TEXT BLOCK:
+ + +

In my household, a few years ago we made a decision to get rid of our one car. So when I need to go somewhere, a car parked in my driveway is not the go-to option. Instead, I choose to walk, ride my Ruckus, take the bus, use a Zipcar, or on rare occasions, bum a ride from a friend or call a cab.
Generally, I don’t miss having a car. But so far this year, I’ve had occasion to get smacked by our decision not to use our community’s mainstream mode of transportation. At times like those, I fantasize what it would be like if car ownership weren’t the norm in most of America, including Ann Arbor. Surely the options we have would become more second nature to everyone, and there would be sufficient demand to support better service and access. Everyone would develop different expectations, and habits.
By way of analogy to media, the decision about a mainstream mode has already been made for us here in Ann Arbor. The media “car” – the one daily newspaper that most people received because there were no other options – has been pulled off the road. But for some of us, our expectations and habits haven’t fully adapted, and the alternatives can seem confusing, disjointed and unreliable.
I (still) regularly hear complaints that Ann Arbor lacks a “real” newspaper, and I react in two ways. First, I do feel nostalgia for the Ann Arbor News – I spent a good chunk of my life there, after all. I miss a daily local newspaper, too. But what I really miss is the ideal of a daily local newspaper – and that’s something I’m not sure The News, at least in its final years, actually delivered.
In its place is a collection of options for news and information, some better than others. I would expect to see even more in the coming years. The Chronicle is certainly one of those options, but will not satisfy the full range of our community’s information needs. Still, I’d argue that The Chronicle’s focus on local government provides Ann Arbor residents with far better coverage of local government than it’s enjoyed in the nearly two decades I’ve lived in Ann Arbor.
I’d like to circle back to the topic of media options later in the column.
But first, my transit tales.
Two Transit Tales
On Jan. 21, the Washtenaw County board of commissioners held a half-day retreat to talk about their goals for the upcoming year. They decided to hold it at the offices of the county parks & rec department, at County Farm Park near Washtenaw Avenue and Platt. Normally, the county board meets at the administration building boardroom on Main Street in downtown Ann Arbor, within walking distance for me. Though theoretically I could walk to County Farm Park, I wasn’t particularly interested in the hour and a half hike it would entail.
That distance is well within range of my scooter, a sturdy red Honda Ruckus. But it had snowed the night before, and despite its beefy tires and off-road vibe, the Ruckus isn’t safe for icy, snow-covered roads.
My next option was the bus. But a quick look online to check the route revealed that bus service didn’t begin early enough on a Saturday to get me there on time. I could take it home – and I did – but getting there wasn’t going to work.

+ + +

A block of data:

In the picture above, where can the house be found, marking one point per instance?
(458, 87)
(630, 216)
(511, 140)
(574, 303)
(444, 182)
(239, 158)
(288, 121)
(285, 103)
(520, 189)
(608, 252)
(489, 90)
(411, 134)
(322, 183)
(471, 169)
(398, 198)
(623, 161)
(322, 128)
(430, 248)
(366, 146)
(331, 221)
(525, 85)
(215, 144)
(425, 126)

+ + +

WHAT THE EXERCISE ASKS: Extend the column on getting around Ann Arbor without a car, picking up right after its last sentence. The entries have nothing to do with the column on getting around Ann Arbor without a car.

RESULT:
My fourth option was Zipcar. I use this car-sharing service for trips that are generally longer distances than I feel comfortable traveling by scooter, for occasions when the extra time of a round-trip bus ride isn’t feasible, and for periods that are relatively short in duration – a couple of hours, max. It costs about $8 an hour, which I find extremely reasonable for the convenience. But since in this case I’d need the car for about five hours, it seemed too extravagant an expense.
So I turned to my final option – a taxi. Although I called an hour ahead of my pick-up time, it was late and I had to call again – apparently the dispatcher hadn’t sent out the request. The taxi finally arrived about 20 minutes after the time I’d requested. But the driver – an engaging man from Senegal, who advised me that Air Africa has the cheapest fare and a direct flight to Dakar – made an extra effort and I arrived on time. It cost me $13.50 plus tip.
Transit Tales: Something Odd Afoot
The following week, on Jan. 27, I had another encounter with the challenges of cultural expectations for transportation. It was the morning that President Barack Obama spoke at the University of Michigan, an event held at the Al Glick Fieldhouse on South State. His speech began at 9:30 a.m., but the media were told to arrive by 7 a.m., so that our equipment could go through a security check.
It was one of those days when no snow had been forecast, but when I got up there was a light covering. Still, I thought I’d try my Ruckus – only to wipe out at the end of our driveway.
When I called for a taxi, the dispatcher actually laughed – with Obama in town, they were already backlogged. It would be at least an hour, probably more.
And so I walked – I was lucky that this was an option.
The trek from my home to South State takes about 30 minutes. I was cutting it close, but I arrived at the intersection of State and Hoover at around 7 a.m. and thought I’d be fine. As I approached, I saw that the street was closed there for security. The media entrance was only a few yards away, but the officer at the intersection wouldn’t let me through.
Why? Because members of the media were entering from a parking lot at Crisler Arena, southwest of the fieldhouse. None of the communications from the White House or UM had indicated that it was mandatory to drive to the event – it just never occurred to anyone that someone might walk. And security folks don’t like anomalies.
The officer directed me to walk down State Street to Stimson, another 10 minutes at least. (Though the street itself was blocked off, the sidewalk on the east side was open to pedestrians.) There would be a Secret Service agent at State and Stimson, she said, and he would have to be the one to let me through.
As I walked down State Street, it was maddening to see the entrance I needed just across the street. There was another security checkpoint there, with metal detectors, so it seemed unlikely they’d be taking a risk by letting me through to that point. But no.
I eventually found a Secret Service agent, who seemed skeptical that I was with the media. He asked me where I had parked – it seemed to him questionable, if not bizarre, that I had walked. He asked for my media credentials for the event. But of course, it was exactly those credentials that I’d be picking up at the media entrance – the place I needed to go.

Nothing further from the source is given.